AIM OF THE TASK: Start at the line that contains "Study the picture above. For each instance of the wooden shed". Repeat it and each line after it, exactly, up to and including the final line of the data.

GIVEN ENTRIES:
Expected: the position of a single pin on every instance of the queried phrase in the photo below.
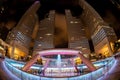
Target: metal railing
(90, 76)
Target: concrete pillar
(30, 63)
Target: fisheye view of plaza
(59, 39)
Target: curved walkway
(5, 74)
(114, 72)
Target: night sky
(12, 10)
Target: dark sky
(12, 10)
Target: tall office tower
(76, 33)
(45, 35)
(20, 37)
(101, 34)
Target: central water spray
(58, 62)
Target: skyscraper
(101, 34)
(45, 34)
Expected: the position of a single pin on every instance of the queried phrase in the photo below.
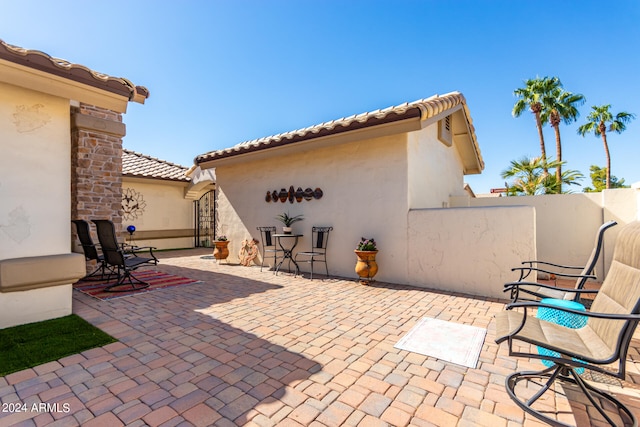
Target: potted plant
(221, 250)
(366, 266)
(287, 220)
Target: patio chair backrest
(320, 238)
(620, 293)
(595, 254)
(266, 236)
(84, 235)
(109, 242)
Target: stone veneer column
(96, 164)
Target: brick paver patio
(246, 347)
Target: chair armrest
(530, 269)
(551, 264)
(511, 285)
(535, 304)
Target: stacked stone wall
(96, 164)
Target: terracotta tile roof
(422, 109)
(79, 73)
(142, 166)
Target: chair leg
(567, 374)
(139, 284)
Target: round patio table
(287, 252)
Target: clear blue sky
(223, 72)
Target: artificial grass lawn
(26, 346)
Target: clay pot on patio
(221, 250)
(366, 267)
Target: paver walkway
(246, 347)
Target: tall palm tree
(530, 179)
(600, 121)
(532, 96)
(560, 106)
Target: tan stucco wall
(35, 169)
(34, 173)
(469, 250)
(364, 185)
(435, 170)
(165, 209)
(566, 224)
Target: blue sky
(223, 72)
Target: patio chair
(90, 250)
(533, 291)
(123, 263)
(318, 252)
(268, 245)
(600, 346)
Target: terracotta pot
(366, 267)
(221, 250)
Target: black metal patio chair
(122, 262)
(318, 252)
(268, 245)
(90, 250)
(532, 291)
(601, 346)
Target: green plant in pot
(287, 220)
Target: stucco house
(61, 135)
(376, 172)
(170, 205)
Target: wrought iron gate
(205, 211)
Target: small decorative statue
(248, 252)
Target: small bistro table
(287, 252)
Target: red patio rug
(155, 279)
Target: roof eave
(40, 64)
(262, 151)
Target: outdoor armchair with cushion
(122, 262)
(90, 250)
(600, 346)
(531, 291)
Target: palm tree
(530, 178)
(599, 180)
(560, 106)
(532, 96)
(600, 121)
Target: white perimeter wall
(469, 250)
(566, 224)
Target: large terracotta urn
(221, 249)
(366, 267)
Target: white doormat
(448, 341)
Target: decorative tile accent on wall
(297, 195)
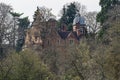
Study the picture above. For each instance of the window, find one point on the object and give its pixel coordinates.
(58, 42)
(71, 41)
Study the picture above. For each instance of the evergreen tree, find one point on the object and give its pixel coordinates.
(105, 6)
(68, 14)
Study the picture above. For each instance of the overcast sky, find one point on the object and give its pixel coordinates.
(29, 6)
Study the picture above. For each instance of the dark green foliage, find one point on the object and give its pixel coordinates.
(23, 26)
(105, 6)
(24, 66)
(36, 14)
(68, 13)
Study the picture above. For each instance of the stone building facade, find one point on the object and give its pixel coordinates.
(46, 34)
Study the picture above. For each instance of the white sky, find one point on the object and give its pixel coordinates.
(29, 6)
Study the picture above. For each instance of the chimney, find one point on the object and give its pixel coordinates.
(63, 28)
(78, 32)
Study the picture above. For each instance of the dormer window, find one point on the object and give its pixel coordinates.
(71, 42)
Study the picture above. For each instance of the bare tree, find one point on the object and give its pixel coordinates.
(92, 24)
(8, 27)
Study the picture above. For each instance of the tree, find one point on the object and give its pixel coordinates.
(92, 25)
(24, 66)
(6, 27)
(105, 6)
(23, 26)
(68, 13)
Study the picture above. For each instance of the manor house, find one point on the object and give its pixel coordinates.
(47, 34)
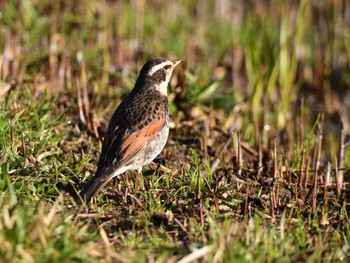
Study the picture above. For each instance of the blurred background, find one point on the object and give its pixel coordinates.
(270, 70)
(258, 154)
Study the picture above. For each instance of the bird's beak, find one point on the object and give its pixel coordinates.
(177, 62)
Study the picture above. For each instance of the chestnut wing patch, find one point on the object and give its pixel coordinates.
(133, 143)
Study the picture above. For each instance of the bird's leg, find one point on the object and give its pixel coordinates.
(139, 179)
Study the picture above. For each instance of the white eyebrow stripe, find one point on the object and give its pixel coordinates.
(158, 67)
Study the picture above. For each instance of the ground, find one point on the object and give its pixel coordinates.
(257, 164)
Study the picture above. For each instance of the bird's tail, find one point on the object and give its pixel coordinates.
(93, 187)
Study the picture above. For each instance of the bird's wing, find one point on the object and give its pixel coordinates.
(121, 145)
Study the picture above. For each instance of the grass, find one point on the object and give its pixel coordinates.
(256, 167)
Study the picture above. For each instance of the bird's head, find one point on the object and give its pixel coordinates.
(157, 72)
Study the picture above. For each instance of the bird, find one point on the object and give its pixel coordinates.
(138, 130)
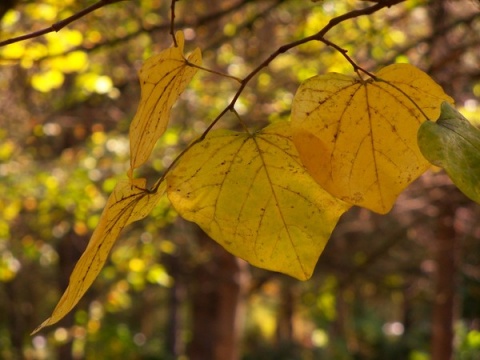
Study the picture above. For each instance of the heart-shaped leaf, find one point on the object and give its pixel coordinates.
(358, 138)
(253, 196)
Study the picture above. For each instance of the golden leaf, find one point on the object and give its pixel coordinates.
(358, 139)
(128, 203)
(253, 196)
(163, 78)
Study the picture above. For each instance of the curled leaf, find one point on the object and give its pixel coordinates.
(163, 78)
(358, 138)
(253, 196)
(453, 144)
(128, 202)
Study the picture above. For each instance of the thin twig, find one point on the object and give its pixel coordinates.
(282, 49)
(61, 24)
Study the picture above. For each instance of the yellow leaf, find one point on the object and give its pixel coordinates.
(253, 196)
(358, 139)
(128, 203)
(163, 78)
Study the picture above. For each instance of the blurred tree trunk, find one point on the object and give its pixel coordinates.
(443, 63)
(176, 296)
(442, 318)
(217, 296)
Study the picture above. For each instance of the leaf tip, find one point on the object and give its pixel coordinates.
(41, 326)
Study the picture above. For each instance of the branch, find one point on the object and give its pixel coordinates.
(160, 27)
(61, 24)
(282, 49)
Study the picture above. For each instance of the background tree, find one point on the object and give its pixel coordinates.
(384, 284)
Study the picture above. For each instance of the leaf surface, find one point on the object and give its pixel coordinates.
(163, 78)
(253, 196)
(453, 144)
(127, 203)
(358, 139)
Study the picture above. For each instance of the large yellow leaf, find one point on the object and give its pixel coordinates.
(128, 203)
(358, 139)
(253, 196)
(163, 78)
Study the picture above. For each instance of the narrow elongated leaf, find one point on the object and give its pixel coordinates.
(453, 144)
(253, 196)
(358, 138)
(163, 78)
(128, 203)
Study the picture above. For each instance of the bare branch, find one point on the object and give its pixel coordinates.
(61, 24)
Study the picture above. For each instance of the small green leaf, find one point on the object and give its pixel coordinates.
(453, 144)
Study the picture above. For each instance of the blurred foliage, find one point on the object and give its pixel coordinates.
(67, 101)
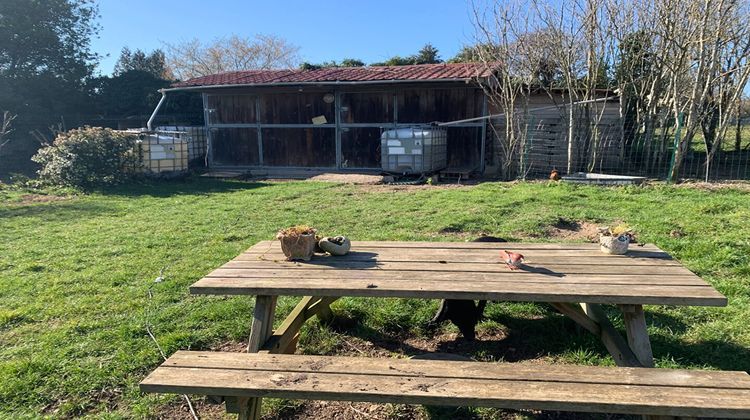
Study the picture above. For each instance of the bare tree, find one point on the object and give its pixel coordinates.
(669, 60)
(498, 30)
(5, 129)
(194, 58)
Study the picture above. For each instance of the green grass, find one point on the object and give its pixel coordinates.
(75, 277)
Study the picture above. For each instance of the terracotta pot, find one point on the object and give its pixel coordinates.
(617, 245)
(299, 247)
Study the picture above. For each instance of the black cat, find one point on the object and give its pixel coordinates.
(464, 314)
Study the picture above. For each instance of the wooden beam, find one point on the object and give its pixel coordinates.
(637, 333)
(261, 330)
(611, 338)
(284, 338)
(576, 314)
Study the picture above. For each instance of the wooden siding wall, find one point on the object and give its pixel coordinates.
(274, 127)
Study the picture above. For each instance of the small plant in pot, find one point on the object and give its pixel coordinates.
(615, 240)
(297, 242)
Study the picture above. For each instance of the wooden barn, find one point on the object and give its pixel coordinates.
(331, 119)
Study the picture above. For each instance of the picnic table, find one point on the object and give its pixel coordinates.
(576, 279)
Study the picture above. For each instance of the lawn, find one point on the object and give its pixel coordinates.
(77, 277)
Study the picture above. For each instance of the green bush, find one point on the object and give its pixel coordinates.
(89, 157)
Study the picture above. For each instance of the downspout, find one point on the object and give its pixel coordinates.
(156, 110)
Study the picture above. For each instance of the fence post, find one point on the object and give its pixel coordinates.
(677, 131)
(526, 145)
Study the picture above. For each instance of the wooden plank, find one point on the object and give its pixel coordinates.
(571, 394)
(262, 328)
(503, 277)
(445, 266)
(461, 369)
(475, 256)
(509, 291)
(359, 245)
(635, 328)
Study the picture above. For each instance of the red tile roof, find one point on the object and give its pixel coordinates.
(370, 74)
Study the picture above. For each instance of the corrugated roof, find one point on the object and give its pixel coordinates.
(371, 74)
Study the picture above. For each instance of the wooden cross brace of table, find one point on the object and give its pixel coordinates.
(575, 279)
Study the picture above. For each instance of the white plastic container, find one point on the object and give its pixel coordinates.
(414, 150)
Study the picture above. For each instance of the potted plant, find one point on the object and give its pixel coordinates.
(615, 240)
(297, 242)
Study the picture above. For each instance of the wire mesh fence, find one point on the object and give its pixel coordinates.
(600, 142)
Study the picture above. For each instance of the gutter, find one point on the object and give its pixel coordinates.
(332, 83)
(156, 110)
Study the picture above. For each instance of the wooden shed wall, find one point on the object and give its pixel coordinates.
(296, 127)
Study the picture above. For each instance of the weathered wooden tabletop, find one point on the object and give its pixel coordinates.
(551, 273)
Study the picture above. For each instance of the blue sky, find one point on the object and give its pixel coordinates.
(324, 29)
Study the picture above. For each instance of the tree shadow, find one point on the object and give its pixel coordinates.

COMPLETED TASK:
Study the picture above. For each instance of the wooden shed wall, find one point on the object and give its pixel coordinates.
(296, 127)
Study the picture above. For each instance of the weathered wooden tabletop, find one point on the object and give its pixel coordinates.
(551, 273)
Study the picture above. For each instance of the blue sky, find one point on the object and give its pixel coordinates.
(324, 29)
Study the picture above. For each instance of the tree shadow, find one point on the object and give its pixel coordinates.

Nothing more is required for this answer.